● **Exercise requirements**:
a) In the article about spring allergy season, which practice is Dr. Kathleen Sheerin an allergist with?
b) Rewrite the allergy article's text between "It's too soon" and "days we have.", inclusive, renaming "spring allergy season" to "spring pollen season".

● **Extract provided**:
How to get ready for spring allergy season

When it comes to weather, February has been a doozy.

"We have had sort of what I call a rollercoaster ride in February," says Dr. Kathleen Sheerin, an allergist with Atlanta Allergy and Asthma.

There has been lots of rain and a some unusually warm days, causing the pollen count to spike about 1,000 in the middle of the month. Sheerin says that warmth can confuse the trees, leading them to start releasing their pollen early.

"What happened last year, is, everything happened at once," Sheerin says. "We had the pine pollen, the tree pollen, the oaks, and the maples, all perpetuating their pollen at once, and it was really a slam-bang for people."

It's too soon to say if we're in for an early, or particularly rough, spring allergy season. Sheerin says that will depend on how many more unusually warm, sunny days we have.

"Because the tree doesn't know it's February," she says. "The tree just knows the temperature and how much sun it's getting."

[Images for object localization]
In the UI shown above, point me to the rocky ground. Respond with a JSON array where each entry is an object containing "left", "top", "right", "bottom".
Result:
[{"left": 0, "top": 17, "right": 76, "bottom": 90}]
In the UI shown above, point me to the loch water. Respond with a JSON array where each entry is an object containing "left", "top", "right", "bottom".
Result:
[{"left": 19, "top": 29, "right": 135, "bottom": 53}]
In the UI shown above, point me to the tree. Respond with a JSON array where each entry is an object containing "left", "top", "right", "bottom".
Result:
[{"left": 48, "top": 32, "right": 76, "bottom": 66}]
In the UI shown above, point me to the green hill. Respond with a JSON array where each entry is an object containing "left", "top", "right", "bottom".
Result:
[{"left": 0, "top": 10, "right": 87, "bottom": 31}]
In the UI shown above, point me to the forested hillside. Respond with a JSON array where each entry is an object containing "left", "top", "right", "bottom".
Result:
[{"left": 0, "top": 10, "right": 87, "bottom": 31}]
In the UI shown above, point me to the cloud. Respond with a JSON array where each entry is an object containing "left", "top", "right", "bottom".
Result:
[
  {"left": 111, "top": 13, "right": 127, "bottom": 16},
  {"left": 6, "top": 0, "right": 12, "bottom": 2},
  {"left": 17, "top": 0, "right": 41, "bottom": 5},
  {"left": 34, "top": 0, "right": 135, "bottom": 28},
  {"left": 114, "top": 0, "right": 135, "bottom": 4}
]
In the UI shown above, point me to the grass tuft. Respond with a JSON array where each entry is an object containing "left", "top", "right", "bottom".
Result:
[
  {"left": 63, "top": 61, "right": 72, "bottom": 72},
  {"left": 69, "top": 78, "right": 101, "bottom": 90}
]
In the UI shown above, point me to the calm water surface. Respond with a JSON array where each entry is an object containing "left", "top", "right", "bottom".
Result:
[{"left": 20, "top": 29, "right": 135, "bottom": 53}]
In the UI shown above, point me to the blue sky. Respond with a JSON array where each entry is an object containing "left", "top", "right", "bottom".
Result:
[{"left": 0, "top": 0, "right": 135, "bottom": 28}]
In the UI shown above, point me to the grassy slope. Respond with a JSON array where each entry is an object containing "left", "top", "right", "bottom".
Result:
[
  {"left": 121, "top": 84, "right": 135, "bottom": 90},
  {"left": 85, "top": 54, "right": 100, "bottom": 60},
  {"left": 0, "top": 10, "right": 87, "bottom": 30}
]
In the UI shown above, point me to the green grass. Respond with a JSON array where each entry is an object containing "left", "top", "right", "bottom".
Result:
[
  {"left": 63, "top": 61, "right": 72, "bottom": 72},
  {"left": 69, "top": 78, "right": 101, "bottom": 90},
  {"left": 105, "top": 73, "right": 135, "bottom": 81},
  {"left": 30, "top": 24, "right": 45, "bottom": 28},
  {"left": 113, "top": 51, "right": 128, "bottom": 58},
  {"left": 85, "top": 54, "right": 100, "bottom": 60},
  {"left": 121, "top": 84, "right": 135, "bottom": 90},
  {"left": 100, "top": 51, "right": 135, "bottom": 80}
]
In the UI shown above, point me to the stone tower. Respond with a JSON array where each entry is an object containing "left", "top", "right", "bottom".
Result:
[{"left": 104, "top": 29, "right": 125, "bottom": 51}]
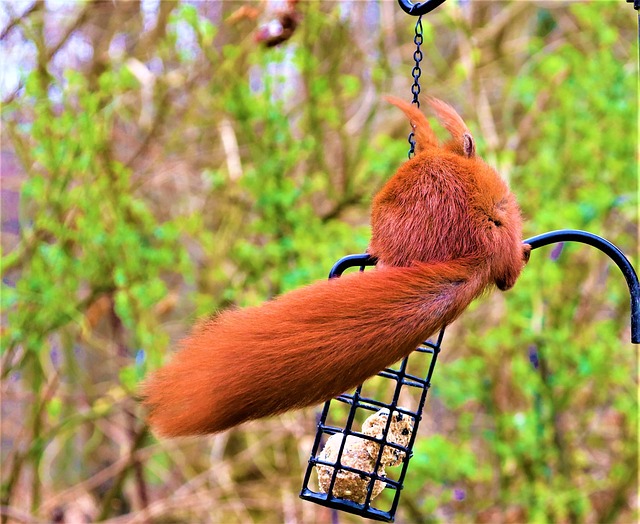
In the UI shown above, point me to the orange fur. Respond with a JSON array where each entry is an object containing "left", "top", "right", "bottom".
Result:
[{"left": 143, "top": 98, "right": 528, "bottom": 436}]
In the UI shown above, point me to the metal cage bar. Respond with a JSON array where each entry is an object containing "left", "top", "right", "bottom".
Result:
[{"left": 300, "top": 229, "right": 640, "bottom": 522}]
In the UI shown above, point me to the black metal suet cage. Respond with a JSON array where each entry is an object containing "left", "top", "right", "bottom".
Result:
[{"left": 300, "top": 0, "right": 640, "bottom": 522}]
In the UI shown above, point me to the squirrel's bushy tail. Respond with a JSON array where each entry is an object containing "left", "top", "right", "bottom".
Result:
[{"left": 143, "top": 261, "right": 487, "bottom": 436}]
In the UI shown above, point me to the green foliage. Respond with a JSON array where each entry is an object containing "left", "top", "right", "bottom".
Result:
[{"left": 0, "top": 2, "right": 638, "bottom": 522}]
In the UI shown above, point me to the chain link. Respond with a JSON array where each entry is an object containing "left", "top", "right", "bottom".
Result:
[{"left": 407, "top": 16, "right": 423, "bottom": 158}]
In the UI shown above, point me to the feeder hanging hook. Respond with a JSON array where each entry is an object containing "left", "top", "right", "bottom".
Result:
[{"left": 398, "top": 0, "right": 446, "bottom": 16}]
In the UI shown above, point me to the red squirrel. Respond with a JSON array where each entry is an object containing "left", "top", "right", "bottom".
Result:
[{"left": 142, "top": 97, "right": 530, "bottom": 437}]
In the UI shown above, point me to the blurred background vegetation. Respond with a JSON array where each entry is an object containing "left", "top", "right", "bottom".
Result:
[{"left": 0, "top": 0, "right": 638, "bottom": 523}]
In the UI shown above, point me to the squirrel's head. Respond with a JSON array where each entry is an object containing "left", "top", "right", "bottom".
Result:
[{"left": 370, "top": 97, "right": 530, "bottom": 290}]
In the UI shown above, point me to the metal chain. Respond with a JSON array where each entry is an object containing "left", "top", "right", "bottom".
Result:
[{"left": 407, "top": 16, "right": 423, "bottom": 158}]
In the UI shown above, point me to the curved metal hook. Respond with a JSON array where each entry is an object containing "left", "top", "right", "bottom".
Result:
[
  {"left": 329, "top": 229, "right": 640, "bottom": 344},
  {"left": 524, "top": 229, "right": 640, "bottom": 344},
  {"left": 398, "top": 0, "right": 446, "bottom": 16}
]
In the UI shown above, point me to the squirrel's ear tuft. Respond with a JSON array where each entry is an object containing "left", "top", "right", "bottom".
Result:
[
  {"left": 384, "top": 96, "right": 438, "bottom": 153},
  {"left": 427, "top": 96, "right": 476, "bottom": 158},
  {"left": 462, "top": 133, "right": 476, "bottom": 158}
]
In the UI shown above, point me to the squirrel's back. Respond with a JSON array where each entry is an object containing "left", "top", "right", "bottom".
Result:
[{"left": 143, "top": 99, "right": 528, "bottom": 436}]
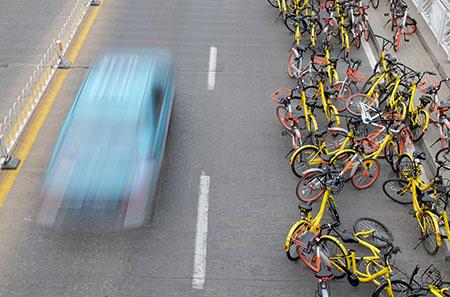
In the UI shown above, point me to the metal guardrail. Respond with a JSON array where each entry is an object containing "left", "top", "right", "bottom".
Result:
[
  {"left": 0, "top": 0, "right": 99, "bottom": 169},
  {"left": 412, "top": 0, "right": 450, "bottom": 61}
]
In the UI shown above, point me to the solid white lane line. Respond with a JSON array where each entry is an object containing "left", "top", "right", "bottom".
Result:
[
  {"left": 361, "top": 39, "right": 377, "bottom": 69},
  {"left": 192, "top": 172, "right": 209, "bottom": 290},
  {"left": 207, "top": 46, "right": 217, "bottom": 90}
]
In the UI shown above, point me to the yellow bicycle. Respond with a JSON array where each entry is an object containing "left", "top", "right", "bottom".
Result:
[{"left": 383, "top": 152, "right": 450, "bottom": 255}]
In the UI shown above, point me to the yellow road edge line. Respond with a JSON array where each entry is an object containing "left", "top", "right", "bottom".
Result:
[{"left": 0, "top": 1, "right": 104, "bottom": 207}]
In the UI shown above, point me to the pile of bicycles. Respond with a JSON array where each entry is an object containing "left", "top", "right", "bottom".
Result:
[{"left": 268, "top": 0, "right": 450, "bottom": 297}]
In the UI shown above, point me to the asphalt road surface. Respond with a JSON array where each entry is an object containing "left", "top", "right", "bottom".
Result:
[{"left": 0, "top": 0, "right": 450, "bottom": 297}]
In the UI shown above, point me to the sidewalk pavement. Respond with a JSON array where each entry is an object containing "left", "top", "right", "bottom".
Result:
[{"left": 368, "top": 0, "right": 450, "bottom": 173}]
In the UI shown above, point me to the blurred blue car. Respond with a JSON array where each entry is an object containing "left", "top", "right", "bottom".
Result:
[{"left": 37, "top": 49, "right": 174, "bottom": 229}]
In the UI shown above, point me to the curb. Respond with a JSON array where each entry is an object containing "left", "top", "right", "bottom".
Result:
[{"left": 369, "top": 22, "right": 436, "bottom": 173}]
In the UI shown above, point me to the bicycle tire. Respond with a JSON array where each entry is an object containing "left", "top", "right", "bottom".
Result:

● **Answers for the tasks**:
a) Atlanta Allergy and Asthma

b)
It's too soon to say if we're in for an early, or particularly rough, spring pollen season. Sheerin says that will depend on how many more unusually warm, sunny days we have.